Home > Cyber News > 5 Device Hijacking OS X CVEs Stem from Processing Image Formats

5 Device Hijacking OS X CVEs Stem from Processing Image Formats


Cisco Talos security researchers have unveiled security vulnerabilities (CVEs) which could compromise Mac OS X devices. The flaws enable attackers to harvest the user’s data and can lead to remote code execution and device hijacking. The total number of the disclosed vulnerabilities is 5.

Related: OSX.Pirrit – the Malware Adware Compromising Macs

Meet CVE-2016-4631, CVE-2016-4629, CVE-2016-4630, CVE-2016-1850 and CVE-2016-4637

The cause for all 5 flaws is in the way that Apple processes image formats. Apple provides APIs as interfaces for the purpose of accessing images, and the flaws are related to that system.

The dangers are particularly associated with .tiff (TIFF) files used in publishing, OpenEXR, Digital Asset Exchange file format XML files, and BMP images.

More about CVE-2016-4631and the .tiff (TIFF) File Format

Because of its ability to store images in a lossless compression, the Tagged Image File Format is mainly popular among graphic designers and artists photographers. Researchers explain that TIFF was created to try to establish a common scanned image file format in the mid 1980s. Researchers at Talos discovered an issue in the way the Image I/O API parses and handles tiled TIFF image files.

When rendered by applications that use the Image I/O API, a specially crafted TIFF image file can be used to create a heap based buffer overflow and ultimately achieve remote code execution on vulnerable systems and devices.

_DATA SUPPLIED_:
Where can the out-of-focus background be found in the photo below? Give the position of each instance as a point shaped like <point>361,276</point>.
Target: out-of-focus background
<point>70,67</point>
==
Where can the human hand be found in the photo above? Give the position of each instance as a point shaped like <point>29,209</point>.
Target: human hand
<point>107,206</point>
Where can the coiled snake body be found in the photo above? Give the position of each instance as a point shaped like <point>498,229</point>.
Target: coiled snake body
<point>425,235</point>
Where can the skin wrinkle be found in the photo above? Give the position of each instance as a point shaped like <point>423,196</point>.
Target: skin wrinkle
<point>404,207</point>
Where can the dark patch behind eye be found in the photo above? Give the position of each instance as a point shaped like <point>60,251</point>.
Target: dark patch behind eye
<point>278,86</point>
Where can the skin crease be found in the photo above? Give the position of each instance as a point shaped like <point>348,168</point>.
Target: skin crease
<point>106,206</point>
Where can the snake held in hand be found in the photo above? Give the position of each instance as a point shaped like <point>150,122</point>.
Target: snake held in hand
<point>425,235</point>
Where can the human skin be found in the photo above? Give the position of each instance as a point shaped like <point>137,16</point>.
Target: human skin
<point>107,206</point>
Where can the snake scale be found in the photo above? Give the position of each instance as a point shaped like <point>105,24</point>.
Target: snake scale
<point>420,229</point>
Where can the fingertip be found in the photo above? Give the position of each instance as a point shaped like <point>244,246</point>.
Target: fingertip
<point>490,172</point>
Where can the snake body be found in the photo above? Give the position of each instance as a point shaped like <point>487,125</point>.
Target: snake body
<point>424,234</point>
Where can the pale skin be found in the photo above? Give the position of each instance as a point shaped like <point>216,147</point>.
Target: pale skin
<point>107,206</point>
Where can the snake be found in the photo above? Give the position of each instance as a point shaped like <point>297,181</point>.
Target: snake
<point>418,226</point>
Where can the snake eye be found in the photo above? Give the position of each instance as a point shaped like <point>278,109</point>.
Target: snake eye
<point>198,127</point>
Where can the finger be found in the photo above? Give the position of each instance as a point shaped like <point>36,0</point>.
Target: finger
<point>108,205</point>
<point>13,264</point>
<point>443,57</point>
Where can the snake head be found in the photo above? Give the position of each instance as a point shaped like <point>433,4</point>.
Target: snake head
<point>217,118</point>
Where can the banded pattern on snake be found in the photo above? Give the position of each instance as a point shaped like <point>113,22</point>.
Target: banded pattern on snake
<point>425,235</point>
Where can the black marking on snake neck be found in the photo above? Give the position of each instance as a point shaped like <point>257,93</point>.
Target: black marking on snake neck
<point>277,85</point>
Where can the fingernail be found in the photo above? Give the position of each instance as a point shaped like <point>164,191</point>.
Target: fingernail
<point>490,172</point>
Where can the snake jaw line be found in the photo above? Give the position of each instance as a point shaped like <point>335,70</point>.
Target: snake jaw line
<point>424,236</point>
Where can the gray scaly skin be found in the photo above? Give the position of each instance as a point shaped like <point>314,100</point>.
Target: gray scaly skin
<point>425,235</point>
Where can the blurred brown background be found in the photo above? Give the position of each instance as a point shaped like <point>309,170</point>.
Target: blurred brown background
---
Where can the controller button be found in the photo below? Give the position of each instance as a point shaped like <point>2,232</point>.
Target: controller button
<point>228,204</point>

_SET OF TASKS_:
[A] Could you reproduce the entries verbatim, starting at the line containing "Where can the controller" and ending at the line containing "<point>228,204</point>", including both of those lines?
[B] How would the article on the five OS X image-format vulnerabilities continue from its final sentence?

_OUTPUTS_:
[A]
Where can the controller button be found in the photo below? Give the position of each instance as a point shaped like <point>2,232</point>.
Target: controller button
<point>228,204</point>

[B]
CVE-2016-4631 can be activated in any app that uses the Apple Image I/O API when rendering TIFF images.

In other words, there are plenty of opportunities for attackers to take advantage of this security loophole, like iMessages, compromised pages, MMS and malicious file attachments that open with the help of Apple Image I/O API.

More about CVE-2016-4629, CVE-2016-4630 and OpenEXR File Format

OpenEXR is a high dynamic range image file format. The format has been developed for application in the visual effects industry and is widely popular for professional computer graphics. The format allows for a lot of flexibility in the bit depth of information held in pixels, researchers note. The bad part is that a malicious OpenEXR file can be created that abuses this flexibility to cause Apple Image I/O to write the information contained within the image to memory outside of the intended destination buffer.

More about CVE-2016-1850 and Digital Asset Exchange File Format

Basically, the Digital Asset Exchange format is an XML file format applied for exchanging files between digital content creation apps .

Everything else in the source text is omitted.